- **Materials provided**:
****************************************

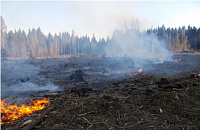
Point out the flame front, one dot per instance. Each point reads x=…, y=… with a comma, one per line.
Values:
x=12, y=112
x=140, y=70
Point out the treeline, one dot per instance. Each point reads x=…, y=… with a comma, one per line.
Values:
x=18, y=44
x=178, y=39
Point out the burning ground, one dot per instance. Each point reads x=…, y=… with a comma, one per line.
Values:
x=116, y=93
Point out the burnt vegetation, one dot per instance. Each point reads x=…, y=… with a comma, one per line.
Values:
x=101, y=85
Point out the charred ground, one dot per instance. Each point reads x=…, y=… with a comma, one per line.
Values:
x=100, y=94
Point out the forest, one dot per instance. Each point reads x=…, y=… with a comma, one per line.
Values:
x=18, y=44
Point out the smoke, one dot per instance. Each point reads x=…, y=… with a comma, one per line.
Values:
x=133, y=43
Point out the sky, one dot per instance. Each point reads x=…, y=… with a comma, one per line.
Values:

****************************************

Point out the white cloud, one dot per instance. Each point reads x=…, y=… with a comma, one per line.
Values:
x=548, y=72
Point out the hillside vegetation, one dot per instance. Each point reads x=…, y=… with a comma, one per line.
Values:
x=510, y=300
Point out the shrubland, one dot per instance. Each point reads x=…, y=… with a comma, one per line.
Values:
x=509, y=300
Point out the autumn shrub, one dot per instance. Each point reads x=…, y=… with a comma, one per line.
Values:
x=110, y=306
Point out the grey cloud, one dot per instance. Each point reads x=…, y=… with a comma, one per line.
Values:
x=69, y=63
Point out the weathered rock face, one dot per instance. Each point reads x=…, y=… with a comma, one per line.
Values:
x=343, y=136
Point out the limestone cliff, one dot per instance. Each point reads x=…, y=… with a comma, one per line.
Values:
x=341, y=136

****************************************

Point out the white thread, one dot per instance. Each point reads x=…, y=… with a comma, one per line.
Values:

****************************************

- **Goal**: Write out every line above, from the line with "Point out the hillside" up to and including the line with "x=343, y=136". In the answers, add -39 to each x and y coordinate.

- **Task response**:
Point out the hillside vegetation, one dot per instance. Each point reads x=…, y=… with a comma, one per line.
Values:
x=471, y=261
Point out the shrubland, one dot per instance. Each point reads x=…, y=… with a comma, one per line.
Values:
x=470, y=261
Point out the autumn shrub, one dot per instance. Each point reads x=…, y=… with a comma, one per line.
Values:
x=71, y=267
Point out the grey cloud, one dot per instance. Each point reads x=…, y=… with a comma, one per line.
Values:
x=30, y=24
Point out the weathered rock face, one dot per instance. Each point reads x=…, y=… with a comma, one per line.
Values:
x=304, y=97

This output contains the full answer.